▸ **Raw records**
┏━━
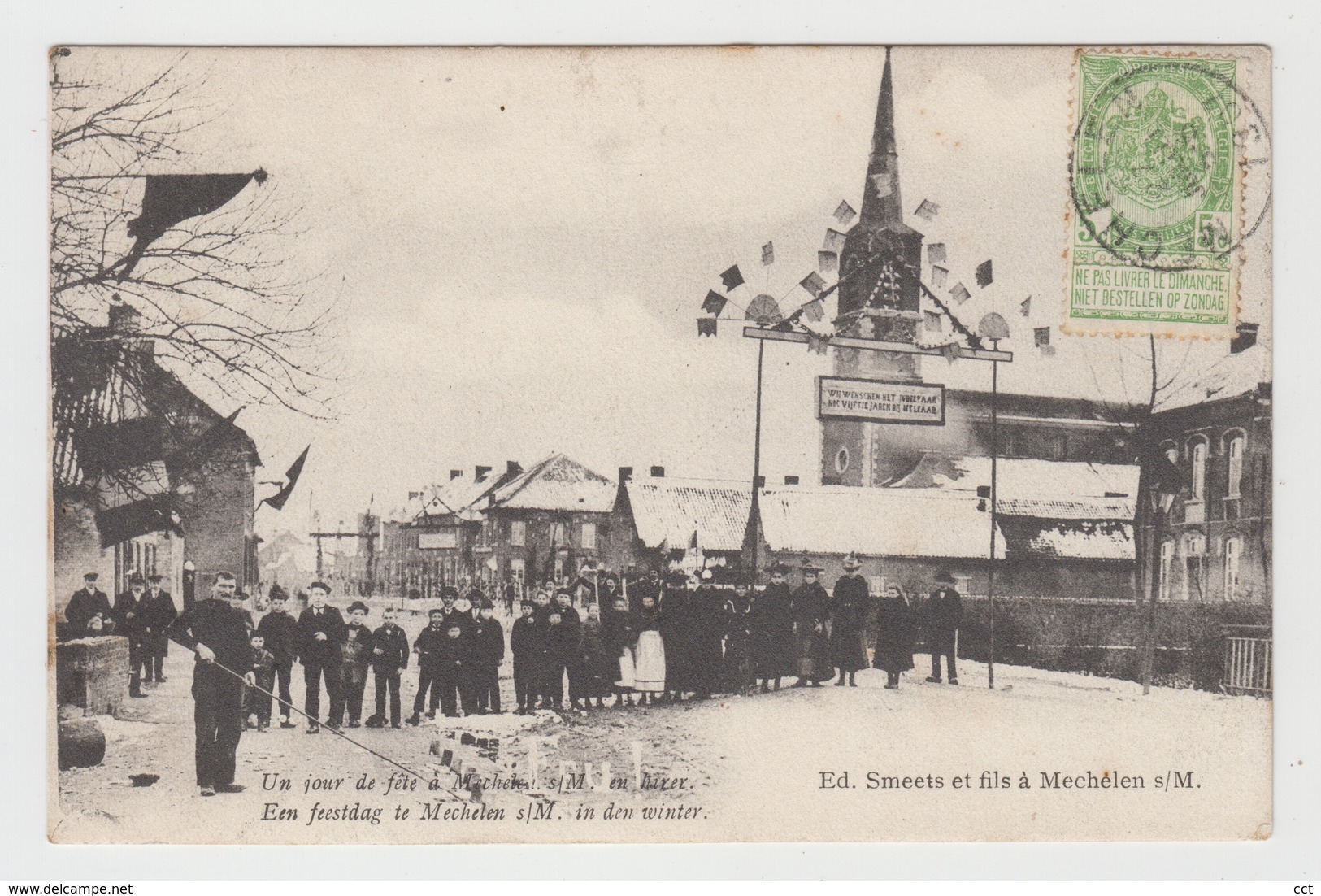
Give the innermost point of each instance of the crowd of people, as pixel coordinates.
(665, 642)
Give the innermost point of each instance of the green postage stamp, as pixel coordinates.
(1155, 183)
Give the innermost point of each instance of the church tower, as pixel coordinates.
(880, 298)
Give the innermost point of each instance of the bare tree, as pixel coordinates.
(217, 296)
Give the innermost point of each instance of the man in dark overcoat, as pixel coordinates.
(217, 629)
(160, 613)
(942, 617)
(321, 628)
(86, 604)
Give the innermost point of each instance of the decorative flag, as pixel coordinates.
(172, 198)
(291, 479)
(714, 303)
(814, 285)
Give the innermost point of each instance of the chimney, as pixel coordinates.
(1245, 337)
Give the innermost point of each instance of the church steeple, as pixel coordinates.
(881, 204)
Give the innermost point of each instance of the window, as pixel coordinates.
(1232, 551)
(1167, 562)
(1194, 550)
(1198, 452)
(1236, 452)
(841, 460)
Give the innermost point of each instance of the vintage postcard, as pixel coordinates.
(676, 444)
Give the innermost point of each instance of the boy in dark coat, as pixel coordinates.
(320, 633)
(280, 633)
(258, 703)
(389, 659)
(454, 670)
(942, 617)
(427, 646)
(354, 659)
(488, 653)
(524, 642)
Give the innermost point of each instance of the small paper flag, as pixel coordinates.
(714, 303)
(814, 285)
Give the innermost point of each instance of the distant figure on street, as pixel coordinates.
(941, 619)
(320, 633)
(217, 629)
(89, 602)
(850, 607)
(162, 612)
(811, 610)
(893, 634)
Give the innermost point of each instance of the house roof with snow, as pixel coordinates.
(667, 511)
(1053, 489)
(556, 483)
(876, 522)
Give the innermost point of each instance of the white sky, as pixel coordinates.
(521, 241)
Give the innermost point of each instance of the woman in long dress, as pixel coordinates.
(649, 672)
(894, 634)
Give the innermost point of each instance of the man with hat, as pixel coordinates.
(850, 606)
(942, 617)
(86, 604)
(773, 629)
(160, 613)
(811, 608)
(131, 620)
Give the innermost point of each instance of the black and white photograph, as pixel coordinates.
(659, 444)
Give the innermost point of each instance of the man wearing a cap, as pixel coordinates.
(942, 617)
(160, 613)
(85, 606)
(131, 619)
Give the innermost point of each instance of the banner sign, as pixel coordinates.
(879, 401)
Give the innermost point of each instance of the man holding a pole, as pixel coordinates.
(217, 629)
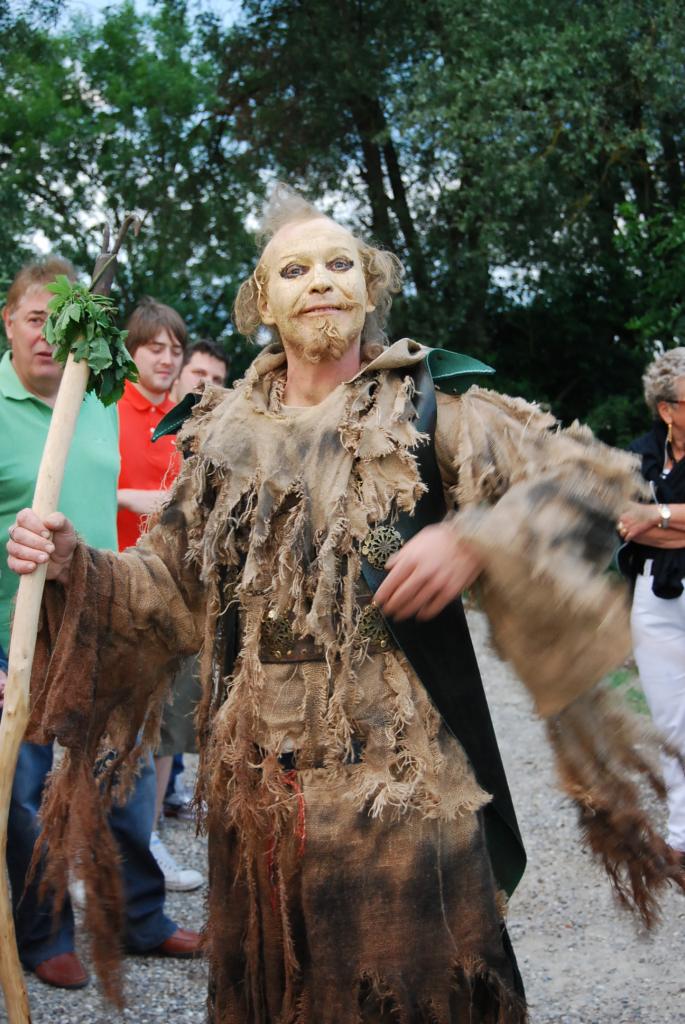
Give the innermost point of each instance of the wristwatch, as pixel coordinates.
┗━━
▸ **EXERCISE**
Please copy every row above word for word, leaving out the pictures.

▸ **FULL SOLUTION**
Give the innermost point of each instance of the crowd of people, as pixel coordinates.
(665, 642)
Give the innermost point of each instance of the green postage stamp, as pixel coordinates.
(1155, 183)
Give the innermost point of each instance of the church tower, as pixel coordinates.
(880, 298)
Give the innermost point of each instance of the bare tree, as pixel coordinates.
(217, 296)
Give the innermost point of each instance of the man in dark overcoat, as pixel coordinates.
(217, 629)
(160, 613)
(942, 617)
(321, 628)
(86, 604)
Give the innermost point of each instance of the decorative flag, as pixel coordinates.
(172, 198)
(291, 479)
(714, 303)
(814, 285)
Give the innermost point of each instance of the chimney, as pixel coordinates.
(1245, 337)
Give the innermost point of each instance of the church steeple, as pixel coordinates.
(881, 204)
Give the innermost point of each instance of the window, as pixel coordinates.
(1232, 551)
(1167, 562)
(1194, 550)
(1198, 452)
(1236, 452)
(841, 460)
Give the innermost point of each instance of the vintage postcard, as pixel coordinates.
(676, 444)
Give the innermost point of each instance of the boy in dark coat, as pixel coordinates.
(320, 633)
(280, 633)
(258, 703)
(389, 659)
(454, 670)
(942, 617)
(427, 646)
(354, 659)
(488, 653)
(524, 642)
Give the innermost point of each instance of the small paper flag, as pixel coordinates.
(714, 303)
(814, 285)
Give the innermost point of each instance of the distant figure on street, as pixel coordinates.
(941, 619)
(320, 633)
(217, 629)
(89, 602)
(850, 607)
(162, 612)
(811, 610)
(893, 634)
Give the innermost point of each instance of the house roof with snow, as pixel coordinates.
(667, 511)
(1053, 489)
(556, 483)
(876, 522)
Give the innermost point of each instance of the white sky, as pixel coordinates.
(521, 241)
Give the innermost point of each instance of the woman in long dress, as pixel coordinates.
(649, 672)
(894, 634)
Give the innermost point of each instance of the man with hat, as pixel coordinates.
(850, 606)
(942, 617)
(86, 604)
(773, 629)
(160, 613)
(811, 608)
(131, 620)
Give the innermost point of each instance of the black and white photograph, as pixel coordinates.
(659, 444)
Give the innermost point of each instance of the man wearing a cap, as pixel coordinates.
(942, 617)
(160, 613)
(85, 606)
(131, 619)
Give the innermost point of each instance of the banner sign, as pixel coordinates.
(879, 401)
Give the innermost point of each instance of the man holding a pole, as pixel coordinates.
(217, 629)
Give the innermost point of each instance of the wristwatch, as pixel coordinates.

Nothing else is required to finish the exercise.